___ Extract to read ___
HP doesn't want to be in the smartphone business

Is there hope for Palm fans?
Is there hope for Palm fans?

When HP bought Palm for a cool $1.2 billion last year, Palm fans rejoiced that their smartphone manufacturer of choice had been saved from certain doom.

However, speaking at the Bank of America Merrill Lynch technology conference, HP CEO Mark Hurd told attendees that the company "didn't buy Palm to be in the smartphone business."

As hearts broke, Hurd hammered the point home. He said, HP aren't going to "spend billions of dollars trying to go into the smartphone business; that doesn't in any way make any sense."

WebOS was worth $1.2 billion?

HP was more interested in Palm's intellectual property, specifically the WebOS operating system found on Palm handsets.

The company hopes to transpose WebOS to its host of small web-connected appliances.

Hurt explained, "We have tens of millions of HP small form factor web-connected devices…Now imagine that being a web-connected environment where now you can get a common look and feel and a common set of services laid against that environment. That is a very value proposition."
___
Exercise task A: Lay out everything in the entries from their very first line down to and including the line that contains "column 808, row 35" as a numbered list, skipping blank lines and leaving out the pictures.
The article and the entries have nothing to do with each other.
___ Data records ___
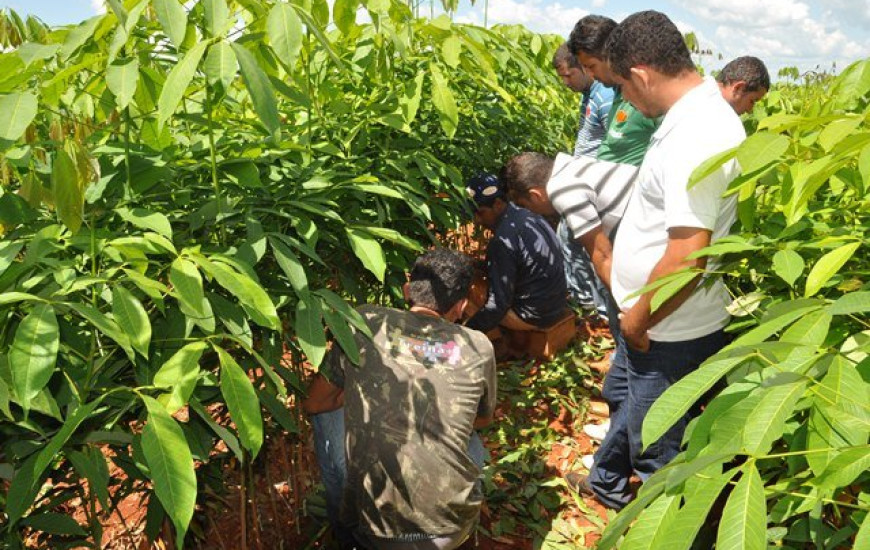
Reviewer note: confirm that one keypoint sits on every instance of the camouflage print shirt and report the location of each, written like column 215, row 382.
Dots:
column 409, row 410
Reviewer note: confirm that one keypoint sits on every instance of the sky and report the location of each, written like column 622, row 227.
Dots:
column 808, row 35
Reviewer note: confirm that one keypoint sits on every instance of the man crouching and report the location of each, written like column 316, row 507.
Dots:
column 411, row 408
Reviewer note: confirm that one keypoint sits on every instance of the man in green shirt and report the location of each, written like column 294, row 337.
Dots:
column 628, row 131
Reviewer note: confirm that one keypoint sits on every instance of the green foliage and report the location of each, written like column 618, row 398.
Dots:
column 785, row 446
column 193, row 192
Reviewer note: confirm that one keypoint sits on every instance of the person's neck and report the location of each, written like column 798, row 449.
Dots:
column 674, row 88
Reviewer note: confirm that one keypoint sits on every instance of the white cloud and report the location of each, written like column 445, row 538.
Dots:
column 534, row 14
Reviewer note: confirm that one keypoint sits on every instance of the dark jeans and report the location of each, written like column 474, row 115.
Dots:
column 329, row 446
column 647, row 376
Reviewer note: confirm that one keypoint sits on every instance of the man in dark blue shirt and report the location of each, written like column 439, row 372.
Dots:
___
Exercise task B: According to the article about HP and Palm, what did HP hope to bring WebOS to?

Complete answer A:
1. Reviewer note: confirm that one keypoint sits on every instance of the camouflage print shirt and report the location of each, written like column 215, row 382.
2. Dots:
3. column 409, row 410
4. Reviewer note: confirm that one keypoint sits on every instance of the sky and report the location of each, written like column 622, row 227.
5. Dots:
6. column 808, row 35

Complete answer B: HP hoped to bring WebOS to its host of small web-connected appliances.